**PROBLEM DETAILS**
The records below are to be repeated in full, exactly as they are.

**Data listing**

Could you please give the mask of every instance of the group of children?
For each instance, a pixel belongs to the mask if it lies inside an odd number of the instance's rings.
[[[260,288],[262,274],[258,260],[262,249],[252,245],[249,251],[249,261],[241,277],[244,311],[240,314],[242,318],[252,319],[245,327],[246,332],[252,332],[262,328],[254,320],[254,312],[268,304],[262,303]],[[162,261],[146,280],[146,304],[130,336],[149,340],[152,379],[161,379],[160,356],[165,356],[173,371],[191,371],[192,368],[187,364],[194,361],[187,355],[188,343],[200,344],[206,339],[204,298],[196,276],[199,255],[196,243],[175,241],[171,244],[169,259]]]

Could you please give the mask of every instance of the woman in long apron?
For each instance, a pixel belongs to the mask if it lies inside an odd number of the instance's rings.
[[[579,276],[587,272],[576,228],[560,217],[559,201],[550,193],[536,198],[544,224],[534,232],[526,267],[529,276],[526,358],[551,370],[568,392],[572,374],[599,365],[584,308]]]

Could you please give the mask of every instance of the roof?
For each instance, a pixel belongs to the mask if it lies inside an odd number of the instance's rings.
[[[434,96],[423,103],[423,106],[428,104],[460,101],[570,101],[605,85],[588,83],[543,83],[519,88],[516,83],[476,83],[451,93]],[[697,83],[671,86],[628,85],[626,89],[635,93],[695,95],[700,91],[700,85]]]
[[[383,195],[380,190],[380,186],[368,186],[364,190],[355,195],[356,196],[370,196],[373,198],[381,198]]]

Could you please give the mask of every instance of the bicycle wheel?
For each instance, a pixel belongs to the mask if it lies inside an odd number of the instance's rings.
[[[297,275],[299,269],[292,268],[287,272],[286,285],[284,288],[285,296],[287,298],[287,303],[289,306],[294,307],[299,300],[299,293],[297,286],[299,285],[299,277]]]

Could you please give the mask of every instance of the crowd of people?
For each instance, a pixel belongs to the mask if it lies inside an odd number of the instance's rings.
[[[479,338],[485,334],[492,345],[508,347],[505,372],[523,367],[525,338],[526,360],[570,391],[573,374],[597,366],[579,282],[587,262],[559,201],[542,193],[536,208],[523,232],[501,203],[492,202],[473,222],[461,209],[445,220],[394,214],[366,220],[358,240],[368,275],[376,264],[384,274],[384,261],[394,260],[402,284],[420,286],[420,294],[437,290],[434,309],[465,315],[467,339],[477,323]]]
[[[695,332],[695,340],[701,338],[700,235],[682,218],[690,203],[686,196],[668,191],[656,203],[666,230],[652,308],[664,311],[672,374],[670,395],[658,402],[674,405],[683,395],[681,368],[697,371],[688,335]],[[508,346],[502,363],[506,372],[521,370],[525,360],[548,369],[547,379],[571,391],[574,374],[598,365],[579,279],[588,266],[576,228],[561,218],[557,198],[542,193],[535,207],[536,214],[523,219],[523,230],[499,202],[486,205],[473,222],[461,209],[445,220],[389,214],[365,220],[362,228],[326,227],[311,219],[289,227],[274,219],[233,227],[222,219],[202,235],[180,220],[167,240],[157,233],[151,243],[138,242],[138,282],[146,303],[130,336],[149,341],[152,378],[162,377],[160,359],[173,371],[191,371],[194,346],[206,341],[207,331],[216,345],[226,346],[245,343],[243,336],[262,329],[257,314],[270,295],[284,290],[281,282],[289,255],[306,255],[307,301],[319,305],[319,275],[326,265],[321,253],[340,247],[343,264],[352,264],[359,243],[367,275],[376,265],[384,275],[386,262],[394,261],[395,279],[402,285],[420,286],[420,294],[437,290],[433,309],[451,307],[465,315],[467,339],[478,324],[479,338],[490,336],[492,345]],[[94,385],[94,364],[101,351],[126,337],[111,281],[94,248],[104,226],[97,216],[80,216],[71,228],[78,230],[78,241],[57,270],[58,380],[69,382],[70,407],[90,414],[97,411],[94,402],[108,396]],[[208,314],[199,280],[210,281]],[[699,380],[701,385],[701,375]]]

**RESPONSE BELOW**
Could you please give the mask of every instance of the group of children?
For each instance, a pixel belongs to the mask if it lies inside an odd number of the instance's rings.
[[[260,288],[262,274],[258,260],[262,249],[252,245],[249,251],[249,261],[241,277],[244,311],[240,314],[242,318],[252,319],[245,327],[246,332],[252,332],[262,328],[254,320],[254,312],[268,304],[262,303]],[[162,261],[146,280],[146,304],[130,336],[149,340],[152,379],[161,379],[160,356],[165,356],[173,371],[191,371],[192,368],[187,364],[194,361],[187,355],[188,343],[200,344],[206,339],[204,298],[196,276],[199,255],[196,243],[175,241],[171,244],[169,259]]]

Could you please give the mask of every instance of the woman in long apron?
For each instance, a pixel belongs to the mask if it lies inside an odd number of the instance's rings.
[[[579,276],[587,272],[576,228],[560,217],[559,201],[550,193],[536,198],[544,224],[534,232],[526,267],[529,276],[526,358],[551,370],[568,392],[572,374],[599,365],[584,308]]]

Could you please give the mask of every instance of the roof?
For each instance, a pixel belongs to the mask if it lies inside an odd number of the instance's rings.
[[[434,96],[423,103],[423,106],[428,104],[460,101],[570,101],[605,85],[588,83],[543,83],[519,88],[516,83],[476,83],[451,93]],[[697,83],[671,86],[628,85],[626,89],[635,93],[695,95],[700,91],[700,85]]]
[[[383,195],[380,190],[380,186],[368,186],[364,190],[355,195],[356,196],[370,196],[373,198],[381,198]]]

Could you please give the mask of every instance of the bicycle wheel?
For each instance, a pixel belongs to the mask if it lies inside an odd number of the instance's rings.
[[[297,275],[299,269],[292,268],[287,272],[286,285],[284,288],[285,296],[287,298],[287,303],[289,306],[294,307],[299,300],[299,293],[297,286],[299,285],[299,277]]]

Could you please give the mask of every instance of the crowd of people?
For each instance, a pixel belongs to the mask if it lies inside an odd number of the instance's rings.
[[[479,338],[485,334],[492,345],[508,347],[505,372],[523,367],[525,338],[526,360],[570,391],[573,374],[597,366],[579,282],[587,262],[559,201],[542,193],[536,208],[523,232],[501,203],[492,202],[473,222],[461,209],[445,220],[394,214],[366,220],[358,240],[368,275],[376,264],[384,274],[384,261],[394,260],[402,284],[420,286],[420,294],[437,290],[434,309],[465,315],[467,339],[477,323]]]
[[[695,332],[695,340],[701,338],[700,235],[682,218],[690,203],[686,196],[668,191],[656,203],[666,230],[652,308],[664,311],[672,374],[670,395],[658,402],[674,405],[683,395],[681,368],[697,371],[688,335]],[[508,346],[502,363],[506,372],[521,370],[525,360],[548,369],[547,379],[571,391],[574,374],[598,365],[579,279],[588,266],[576,228],[561,218],[557,198],[542,193],[535,207],[536,214],[523,219],[523,230],[499,202],[486,205],[473,222],[461,209],[445,220],[389,214],[365,220],[362,228],[326,227],[311,219],[289,227],[274,219],[233,227],[222,219],[202,235],[180,220],[167,240],[157,233],[151,243],[138,242],[138,282],[146,303],[130,336],[149,341],[152,378],[162,377],[160,359],[173,371],[191,371],[194,346],[206,341],[207,331],[216,345],[226,346],[245,343],[243,336],[262,329],[257,314],[270,295],[284,290],[281,282],[289,255],[306,255],[307,301],[319,305],[319,275],[326,265],[321,253],[340,247],[343,264],[352,264],[359,243],[367,275],[376,265],[384,275],[386,262],[394,261],[395,279],[402,285],[420,286],[420,294],[437,290],[433,309],[451,307],[465,315],[467,339],[478,324],[479,338],[490,336],[492,345]],[[94,385],[94,364],[101,351],[126,337],[111,281],[94,248],[104,226],[97,216],[80,216],[71,228],[78,230],[78,241],[57,270],[58,380],[69,382],[70,407],[90,414],[97,411],[94,402],[108,396]],[[208,314],[199,280],[210,281]],[[699,380],[701,385],[701,375]]]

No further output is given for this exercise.